* TASK ITEM *
Set down the data again exactly. Pictures are not part of the copy.

Top of GIVEN DATA

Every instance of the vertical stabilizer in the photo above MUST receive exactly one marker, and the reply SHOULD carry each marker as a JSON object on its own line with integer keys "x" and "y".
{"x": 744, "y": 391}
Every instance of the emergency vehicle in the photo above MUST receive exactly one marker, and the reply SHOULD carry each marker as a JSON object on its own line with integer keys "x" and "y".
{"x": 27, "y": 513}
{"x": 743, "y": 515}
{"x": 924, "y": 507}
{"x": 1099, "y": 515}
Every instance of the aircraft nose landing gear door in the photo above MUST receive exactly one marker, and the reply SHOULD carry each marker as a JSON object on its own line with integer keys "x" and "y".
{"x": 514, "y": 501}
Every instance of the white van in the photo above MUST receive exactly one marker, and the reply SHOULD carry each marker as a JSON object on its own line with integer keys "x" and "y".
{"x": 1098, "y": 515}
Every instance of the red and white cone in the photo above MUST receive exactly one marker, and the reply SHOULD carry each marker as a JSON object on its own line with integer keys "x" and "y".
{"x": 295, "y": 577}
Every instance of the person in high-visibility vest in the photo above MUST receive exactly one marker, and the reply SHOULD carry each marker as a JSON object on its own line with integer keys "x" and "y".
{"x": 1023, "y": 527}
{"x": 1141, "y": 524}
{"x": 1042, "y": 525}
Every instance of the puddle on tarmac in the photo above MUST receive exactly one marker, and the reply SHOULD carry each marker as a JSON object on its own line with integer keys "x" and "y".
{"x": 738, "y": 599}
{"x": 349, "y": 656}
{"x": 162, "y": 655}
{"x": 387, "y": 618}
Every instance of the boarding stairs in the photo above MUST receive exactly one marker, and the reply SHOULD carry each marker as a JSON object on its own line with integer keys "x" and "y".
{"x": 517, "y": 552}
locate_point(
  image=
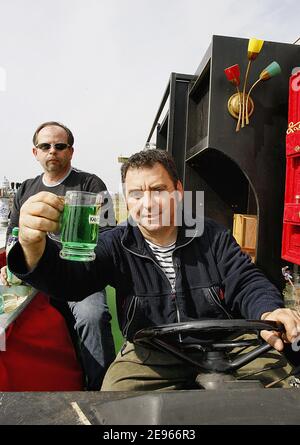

Bottom of GIVEN DATA

* RESPONSE TO THE EXERCISE *
Every instance of the vertical stabilizer in the photo above MUST receive exactly one marker, and the reply SHOULD carry each marker as a JSON object on its own line with integer keys "x" and "y".
{"x": 744, "y": 391}
Every instance of the emergency vehicle in the photo above MUST receive exactly one marker, and the reply SHOULD carry each marker as a JSON object on its own line with integer keys "x" and "y".
{"x": 27, "y": 513}
{"x": 743, "y": 515}
{"x": 924, "y": 507}
{"x": 1099, "y": 515}
Every instance of the aircraft nose landing gear door in the photo above MUST receive exactly one marker, and the reply SHOULD carry each marker as a JSON object on its own line with integer keys "x" and "y".
{"x": 514, "y": 501}
Every instance of the white van in the photo above MUST receive exactly one marker, and the reply SHOULD carry each marker as a JSON object on its own line with integer keys "x" and "y".
{"x": 1098, "y": 515}
Every instance of the red and white cone in the photo above MUST receive exactly one marker, and the reply SHOULD carry each marker as a JSON object on its own line with integer keys "x" and "y".
{"x": 295, "y": 577}
Every instance of the person in high-visibility vest in the photo above MUST receive exactly one marker, and the reply SHOULD carry each marker as a JSON object on its own line with integer keys "x" and "y".
{"x": 1023, "y": 527}
{"x": 1141, "y": 524}
{"x": 1042, "y": 525}
Every instance of the puddle on tarmac in the photo above MUST receive exactly one marker, and the reply SHOULD carry each marker as a JSON object on its own line with integer keys "x" and "y".
{"x": 738, "y": 599}
{"x": 349, "y": 656}
{"x": 162, "y": 655}
{"x": 387, "y": 618}
Every instance of the boarding stairs in the photo above MUST receive exactly one marker, and the reply SHOULD carry each marker as a JSON object on its own line with integer keys "x" and "y".
{"x": 517, "y": 552}
locate_point(
  image=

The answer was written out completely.